Extracted text >>
Is it wrong of me to consider The Butthole Surfers to be gods amoung men? This really has nothing to do with this blog post but I was just listening to The Annoying Song (arguably my favorite BHS tune) and couldn't resist. Check it out for yourself:
(crap video, keep reading after you press play)
Anyways,
I'm not normally one to bitch about the weather, so I won't do it here. Last week though - just to much cold/wet for me. 40's I'm okay with. Rain I'm ok with. 40's and rain......fuck it. As a result I managed to ride to work one day last week, on friday, national bike to work day. My company (A Major International Industrial Construction Conglomerate) had a nation wide 'bike to work challenge day' last thursday. One of the software department heads here bitched to the corporate HR rep that it wasn't realistic to expect people to brave 40 degree rain in the northeast while the southwest had temps in the 60's and sunny. They acquiesced, and decided to hold an alternate day this coming friday.
Not that it would matter to me, I ride in anyways. I've been commuting since about mid march and have probably 500 _commuting_ miles in this year. The weather has put a (ahem) 'damper' on it though.
Looking at the forecast for this week, we have warm(er) temps, with the chance of rain all week. Still, with the funky weather pattern, yesterday I wore tights and a base layer under the kit, with arm warmers, light weight booties, and full finger gloves, to and from work. Low 50's and sprinkles both trips. Today, just the kit. I left the house with arm warmers, and as soon as I stepped out I turned around and left them warmers inside. It was 65 with a drizzle when I left the house, and the forecast is for mid 80's on the ride home.
I've decided, this _will_ be a 'Perfect Week'. I got a 4 day week in a few weeks ago, which could have been 5 if I didn't have a dr's appointment, but there's no real reason I can't ride in every day this week. It might rain, but hey, if getting a little wet during my commute is the worst thing that happens to me this week, I'm doing pretty good.
Tuesday, May 24, 2011
Sunday, May 15, 2011
On This Spot In 2011, Nothing Happened
I finally got some racing under my legs this weekend, and lets just say it didn't exactly go as well as I had hoped.....or as well as anyone hoped, for that matter.
The Wayne Elliot Memorial Circuit Race is run in the sleepy little bedroom/rural community of Merrimac Massachusetts.....ten miles from my house. Since it's a short 6+ mile circuit and the promoter only has the roads for half the day, they limited the fields - only one masters field, a 50+, so I had to go play with the senior 2/3 for 7 laps.
The weather forecast was completely wrong. Instead of a partly cloudy day with temps reaching the mid 60's, it stayed cloudy and cool, actually never getting out of the 50's. The temperature was only 52 by the time the race was over.
I love the roads in this area, and I train on them often. Winding, narrow, light traffic, bucolic forests and farmland sprinkled with newer developments here and there. Merrimac is far enough from boston to dissuade large scale sub-urban sprawl. However, between the rough winter and the poor financial state of the town, the roads are in rough shape. Fine for training on, or even small group rides, but not good for an 80+ rider field.

Provided data >>

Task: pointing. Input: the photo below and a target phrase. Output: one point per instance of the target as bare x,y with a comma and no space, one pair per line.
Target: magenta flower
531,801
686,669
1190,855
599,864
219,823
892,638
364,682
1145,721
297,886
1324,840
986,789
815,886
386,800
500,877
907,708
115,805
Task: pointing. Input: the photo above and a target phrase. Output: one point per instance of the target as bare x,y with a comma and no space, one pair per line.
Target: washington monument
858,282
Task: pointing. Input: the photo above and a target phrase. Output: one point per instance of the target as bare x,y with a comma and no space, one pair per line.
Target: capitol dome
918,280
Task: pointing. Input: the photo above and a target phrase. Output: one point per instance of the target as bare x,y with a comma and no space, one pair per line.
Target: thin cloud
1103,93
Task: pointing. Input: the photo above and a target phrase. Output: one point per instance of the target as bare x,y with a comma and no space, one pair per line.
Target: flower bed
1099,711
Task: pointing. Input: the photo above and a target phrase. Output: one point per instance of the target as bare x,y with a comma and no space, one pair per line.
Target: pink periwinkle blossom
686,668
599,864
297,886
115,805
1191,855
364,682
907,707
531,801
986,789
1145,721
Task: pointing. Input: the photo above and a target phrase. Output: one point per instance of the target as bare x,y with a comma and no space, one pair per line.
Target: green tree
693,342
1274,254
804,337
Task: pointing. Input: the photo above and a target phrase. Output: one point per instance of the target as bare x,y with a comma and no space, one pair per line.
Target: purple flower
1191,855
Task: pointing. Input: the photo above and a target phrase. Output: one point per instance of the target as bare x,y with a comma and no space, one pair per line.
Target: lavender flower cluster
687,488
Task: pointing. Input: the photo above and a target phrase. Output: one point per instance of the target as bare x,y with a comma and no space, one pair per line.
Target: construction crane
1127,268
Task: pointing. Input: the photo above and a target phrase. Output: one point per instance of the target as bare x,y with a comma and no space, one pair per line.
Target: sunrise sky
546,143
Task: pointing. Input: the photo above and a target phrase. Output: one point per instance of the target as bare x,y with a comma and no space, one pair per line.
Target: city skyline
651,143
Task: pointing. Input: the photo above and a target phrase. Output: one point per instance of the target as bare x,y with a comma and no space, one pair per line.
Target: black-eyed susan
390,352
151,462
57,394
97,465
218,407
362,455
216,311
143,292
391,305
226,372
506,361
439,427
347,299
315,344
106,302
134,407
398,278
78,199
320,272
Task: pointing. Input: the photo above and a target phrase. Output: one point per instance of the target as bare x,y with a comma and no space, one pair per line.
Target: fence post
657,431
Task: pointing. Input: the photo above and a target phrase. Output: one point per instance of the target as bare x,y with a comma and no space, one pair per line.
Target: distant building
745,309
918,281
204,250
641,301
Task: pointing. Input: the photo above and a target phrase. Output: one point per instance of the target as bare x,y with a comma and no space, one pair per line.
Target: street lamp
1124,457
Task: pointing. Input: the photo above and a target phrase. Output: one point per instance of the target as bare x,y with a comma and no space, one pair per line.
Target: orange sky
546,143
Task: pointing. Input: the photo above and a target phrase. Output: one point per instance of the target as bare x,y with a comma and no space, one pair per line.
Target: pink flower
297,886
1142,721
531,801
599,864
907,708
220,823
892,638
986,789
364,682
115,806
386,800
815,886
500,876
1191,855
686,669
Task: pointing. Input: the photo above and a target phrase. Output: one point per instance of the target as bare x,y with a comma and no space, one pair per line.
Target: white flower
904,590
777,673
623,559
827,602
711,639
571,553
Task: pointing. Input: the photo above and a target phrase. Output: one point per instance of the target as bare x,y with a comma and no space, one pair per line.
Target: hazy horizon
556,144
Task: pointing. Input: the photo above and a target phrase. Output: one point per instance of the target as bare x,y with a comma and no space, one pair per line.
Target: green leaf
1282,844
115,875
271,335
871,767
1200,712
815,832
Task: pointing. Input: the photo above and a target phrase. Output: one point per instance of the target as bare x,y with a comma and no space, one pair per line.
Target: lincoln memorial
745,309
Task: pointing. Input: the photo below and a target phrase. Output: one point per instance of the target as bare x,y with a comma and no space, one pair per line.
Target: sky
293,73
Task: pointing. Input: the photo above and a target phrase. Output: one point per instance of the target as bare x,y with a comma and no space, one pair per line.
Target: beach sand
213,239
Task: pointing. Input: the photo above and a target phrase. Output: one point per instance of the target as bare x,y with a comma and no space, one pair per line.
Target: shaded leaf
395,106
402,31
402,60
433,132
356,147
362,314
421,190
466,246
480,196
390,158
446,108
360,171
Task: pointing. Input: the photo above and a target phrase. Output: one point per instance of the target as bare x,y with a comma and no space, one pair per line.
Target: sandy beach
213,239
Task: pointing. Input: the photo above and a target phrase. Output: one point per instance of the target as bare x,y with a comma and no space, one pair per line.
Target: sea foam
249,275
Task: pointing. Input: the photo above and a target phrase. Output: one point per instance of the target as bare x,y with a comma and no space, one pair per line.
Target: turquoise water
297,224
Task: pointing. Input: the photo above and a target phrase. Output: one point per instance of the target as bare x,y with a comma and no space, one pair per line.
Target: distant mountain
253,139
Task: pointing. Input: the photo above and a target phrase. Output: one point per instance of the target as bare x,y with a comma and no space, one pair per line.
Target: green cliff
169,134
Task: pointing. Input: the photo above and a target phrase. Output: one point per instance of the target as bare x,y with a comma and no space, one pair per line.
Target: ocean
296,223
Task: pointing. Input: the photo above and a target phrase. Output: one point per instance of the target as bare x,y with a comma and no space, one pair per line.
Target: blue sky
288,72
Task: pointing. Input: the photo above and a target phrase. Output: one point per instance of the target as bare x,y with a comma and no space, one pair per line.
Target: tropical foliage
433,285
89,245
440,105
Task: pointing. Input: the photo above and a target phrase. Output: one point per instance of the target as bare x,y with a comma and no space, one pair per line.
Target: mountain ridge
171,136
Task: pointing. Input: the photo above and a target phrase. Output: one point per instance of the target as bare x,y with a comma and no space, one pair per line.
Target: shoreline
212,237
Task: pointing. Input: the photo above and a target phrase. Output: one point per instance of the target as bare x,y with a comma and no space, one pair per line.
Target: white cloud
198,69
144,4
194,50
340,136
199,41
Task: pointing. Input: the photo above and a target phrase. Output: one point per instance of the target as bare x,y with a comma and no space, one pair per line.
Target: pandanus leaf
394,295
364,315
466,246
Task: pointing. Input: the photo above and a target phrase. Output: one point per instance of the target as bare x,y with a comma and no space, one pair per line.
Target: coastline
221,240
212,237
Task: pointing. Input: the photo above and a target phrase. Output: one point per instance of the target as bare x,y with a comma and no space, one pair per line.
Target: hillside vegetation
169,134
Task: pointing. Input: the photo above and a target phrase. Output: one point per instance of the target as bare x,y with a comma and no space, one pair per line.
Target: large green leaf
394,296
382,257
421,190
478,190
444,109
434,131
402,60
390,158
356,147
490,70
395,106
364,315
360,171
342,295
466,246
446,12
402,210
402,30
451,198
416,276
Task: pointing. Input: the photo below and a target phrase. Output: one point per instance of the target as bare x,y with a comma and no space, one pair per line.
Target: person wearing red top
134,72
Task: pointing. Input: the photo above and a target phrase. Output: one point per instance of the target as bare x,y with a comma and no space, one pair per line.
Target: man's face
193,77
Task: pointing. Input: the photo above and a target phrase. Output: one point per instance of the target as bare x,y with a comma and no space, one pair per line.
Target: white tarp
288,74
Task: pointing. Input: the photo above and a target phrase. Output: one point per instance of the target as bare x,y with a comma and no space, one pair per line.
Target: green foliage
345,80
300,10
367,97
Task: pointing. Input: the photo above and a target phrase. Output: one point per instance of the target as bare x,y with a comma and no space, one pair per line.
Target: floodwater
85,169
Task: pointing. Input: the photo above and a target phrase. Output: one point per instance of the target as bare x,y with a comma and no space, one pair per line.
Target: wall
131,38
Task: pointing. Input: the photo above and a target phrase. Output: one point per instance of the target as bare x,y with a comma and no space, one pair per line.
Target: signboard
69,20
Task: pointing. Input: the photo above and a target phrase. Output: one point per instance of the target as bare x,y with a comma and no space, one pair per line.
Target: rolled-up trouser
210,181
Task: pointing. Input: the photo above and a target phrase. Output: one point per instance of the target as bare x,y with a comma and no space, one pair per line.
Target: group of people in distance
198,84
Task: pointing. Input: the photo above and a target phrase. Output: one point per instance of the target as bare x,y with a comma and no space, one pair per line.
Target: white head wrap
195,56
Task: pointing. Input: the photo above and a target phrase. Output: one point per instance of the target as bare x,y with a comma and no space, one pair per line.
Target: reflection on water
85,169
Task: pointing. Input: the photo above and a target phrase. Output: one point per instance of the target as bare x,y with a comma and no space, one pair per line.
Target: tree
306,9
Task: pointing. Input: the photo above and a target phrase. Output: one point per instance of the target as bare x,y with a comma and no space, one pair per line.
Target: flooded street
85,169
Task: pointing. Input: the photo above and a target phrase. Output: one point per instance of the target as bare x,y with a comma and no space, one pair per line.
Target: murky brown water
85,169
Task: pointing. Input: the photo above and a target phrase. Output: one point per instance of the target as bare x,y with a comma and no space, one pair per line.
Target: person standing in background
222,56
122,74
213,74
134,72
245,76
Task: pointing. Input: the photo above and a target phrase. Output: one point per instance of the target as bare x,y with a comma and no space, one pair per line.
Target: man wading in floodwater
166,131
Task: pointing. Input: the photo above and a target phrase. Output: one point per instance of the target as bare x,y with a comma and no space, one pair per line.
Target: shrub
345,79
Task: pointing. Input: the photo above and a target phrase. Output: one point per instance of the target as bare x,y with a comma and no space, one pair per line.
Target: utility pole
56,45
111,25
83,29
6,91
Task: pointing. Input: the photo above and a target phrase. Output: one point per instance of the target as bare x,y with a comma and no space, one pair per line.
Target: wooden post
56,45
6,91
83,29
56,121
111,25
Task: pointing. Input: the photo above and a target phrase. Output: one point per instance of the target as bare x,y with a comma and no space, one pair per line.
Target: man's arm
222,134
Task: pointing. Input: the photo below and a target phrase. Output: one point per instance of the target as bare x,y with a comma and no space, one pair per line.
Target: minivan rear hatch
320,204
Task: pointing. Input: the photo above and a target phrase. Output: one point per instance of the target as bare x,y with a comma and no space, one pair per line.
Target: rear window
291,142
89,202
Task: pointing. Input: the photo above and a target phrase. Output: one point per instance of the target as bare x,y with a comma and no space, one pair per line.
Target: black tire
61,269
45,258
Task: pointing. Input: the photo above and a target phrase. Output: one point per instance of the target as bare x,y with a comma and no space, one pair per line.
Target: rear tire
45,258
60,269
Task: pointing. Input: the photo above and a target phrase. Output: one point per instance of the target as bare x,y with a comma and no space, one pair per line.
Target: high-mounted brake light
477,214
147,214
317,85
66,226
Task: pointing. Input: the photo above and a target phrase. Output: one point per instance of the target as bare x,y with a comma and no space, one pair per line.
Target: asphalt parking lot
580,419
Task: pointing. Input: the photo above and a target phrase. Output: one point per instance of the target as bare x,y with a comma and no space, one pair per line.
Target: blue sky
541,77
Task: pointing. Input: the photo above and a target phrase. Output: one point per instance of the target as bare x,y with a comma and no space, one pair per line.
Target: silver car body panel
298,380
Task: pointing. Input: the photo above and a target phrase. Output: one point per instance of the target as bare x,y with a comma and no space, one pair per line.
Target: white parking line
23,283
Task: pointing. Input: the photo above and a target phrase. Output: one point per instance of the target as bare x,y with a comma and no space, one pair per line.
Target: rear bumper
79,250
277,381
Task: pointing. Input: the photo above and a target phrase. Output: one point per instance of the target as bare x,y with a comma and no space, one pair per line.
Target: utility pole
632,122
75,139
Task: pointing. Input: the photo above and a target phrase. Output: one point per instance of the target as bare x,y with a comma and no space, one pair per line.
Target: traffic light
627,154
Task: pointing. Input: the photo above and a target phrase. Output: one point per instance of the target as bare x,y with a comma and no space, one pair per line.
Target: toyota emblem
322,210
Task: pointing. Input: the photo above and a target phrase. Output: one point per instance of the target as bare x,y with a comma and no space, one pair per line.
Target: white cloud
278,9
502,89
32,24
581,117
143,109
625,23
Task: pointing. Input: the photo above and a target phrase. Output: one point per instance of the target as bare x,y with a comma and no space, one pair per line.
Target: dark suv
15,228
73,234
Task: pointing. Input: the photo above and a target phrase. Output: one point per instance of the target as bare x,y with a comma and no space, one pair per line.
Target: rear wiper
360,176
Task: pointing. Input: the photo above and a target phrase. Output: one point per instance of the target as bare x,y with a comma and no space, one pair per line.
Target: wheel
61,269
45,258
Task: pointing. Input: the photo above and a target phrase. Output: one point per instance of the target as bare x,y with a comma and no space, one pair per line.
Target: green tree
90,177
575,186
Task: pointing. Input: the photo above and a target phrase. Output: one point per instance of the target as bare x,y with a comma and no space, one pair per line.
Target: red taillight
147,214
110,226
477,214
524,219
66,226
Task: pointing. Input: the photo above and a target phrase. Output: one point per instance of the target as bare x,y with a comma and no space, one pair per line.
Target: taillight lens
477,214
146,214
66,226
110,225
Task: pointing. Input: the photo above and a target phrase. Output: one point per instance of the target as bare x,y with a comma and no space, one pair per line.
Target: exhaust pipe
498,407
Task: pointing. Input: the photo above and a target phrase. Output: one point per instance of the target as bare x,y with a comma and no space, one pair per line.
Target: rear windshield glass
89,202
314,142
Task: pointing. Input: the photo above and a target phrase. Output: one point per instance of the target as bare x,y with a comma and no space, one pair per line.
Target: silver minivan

The tasks >>
a) In the cycling blog post, how far is Merrimac, Massachusetts from the writer's house?
b) In the cycling blog post, rename "senior 2/3" to "Cat 2/3" and give the text again, starting with "The Wayne Elliot" and going on through "for 7 laps.".
c) Go on with the cycling blog post, picking up right after its final sentence.

Answers to the problems >>
a) Ten miles.

b)
The Wayne Elliot Memorial Circuit Race is run in the sleepy little bedroom/rural community of Merrimac Massachusetts.....ten miles from my house. Since it's a short 6+ mile circuit and the promoter only has the roads for half the day, they limited the fields - only one masters field, a 50+, so I had to go play with the Cat 2/3 for 7 laps.

c)
As such, the pack was squirrly from people trying to avoid wheel-eating potholes and broken pavement. The host club (BOB cycling) did as well as they could with coldpatching and marking. The marshaling was excellent, with plenty of communications and traffic control, but the size of the field and the road conditions made it nearly impossible for the riders to not consistently ride over the center line as well as make sudden line changes.
And, as such, I was taken out by a crash 5 miles into the race.
It could have been worse. I went down as part of an unavoidable chain reaction. A rider did a sudden swerve, and hooked the rider in front of me. He went down, and I managed to avoid him by swerving to the right and off the road, into a hedge in some ones front yard. I went over the bars but the landing was soft.
I was riding near the front, and managed to get back on the bike before the rest of the pack went by, but the front wheel had skewed, the bars were twisted, and the right shifter was pointing at the left shifter. By the time I got everything re-oriented, the pack was long gone. I figured, what the hell, they'll be around again in about 20 minutes, I'll just wait for them and hop back in - it isn't like I was riding well enough to affect the race anyways.
The rider that went down in front of me is one of the better known and respected riders in new england. He had slammed the pavement pretty hard on his left hip. He was writhing in pain on the group as the EMTs tended to him. By the time the pack came around again, he was being placed on a back board. I hopped back into the field to finish the race.
Now, I know what you're thinking. "hey, you can't jump back in the race like that, you'll get disqualified".
You would be right.
As it turned out, I did three more laps, and dropped out. When I bailed the average speed was 24.5 mph. I was having trouble accelerating out of one of the corners that drops you onto the base of one of the hills on the course. It's a pure fitness issue. I called it quits at the top of that climb, looked behind me and saw riders in ones and twos all the way down.
Back at the finish, I was informed that the officials had actually stopped the race at one point and warned the entire field that they would be DQd if the yellow line violations continued. I watched them come by with one to go then, and they weren't exactly hammering. It's one of those cases where, if I had just stayed in on that lap I bailed (I was actually in the pack when I decided to quit), it would have slowed down and I could have finished with the field, most likely. The early fast pace though had taken it's toll. Spectators were commenting that easily half the field had dropped.
The finish was good, it's a 40+ mph downhill that flattens out about 1/4 mile from the finish. A 53x11 is handy. The riders came across the line holding that speed, and was the winner was some dude covered in tattoos. I don't know his name.
Oh, wait, I _do_ know who won.
No one.
That's right, there was no winner.
It turns out, the field didn't quite get the message when the officials forced the riders to stop and scolded them. Evidently, they started taking over the whole road again on the last lap. In the beginning of the race, I could see why we were all over the road. I did my best to stay on the right side if the road, but even I ended up getting beeped at my the moto official.
What I don't get was why they kept doing it on the last lap. The field had been whittled down to around 40 riders. After 7 laps they should have become familiar enough with the rough spots on the course so that there was no need to spread out. I'm not surprised they DQd the whole field, and I don't blame them. So, unfortunately for the guy that crossed the line first, he won a race that wasn't.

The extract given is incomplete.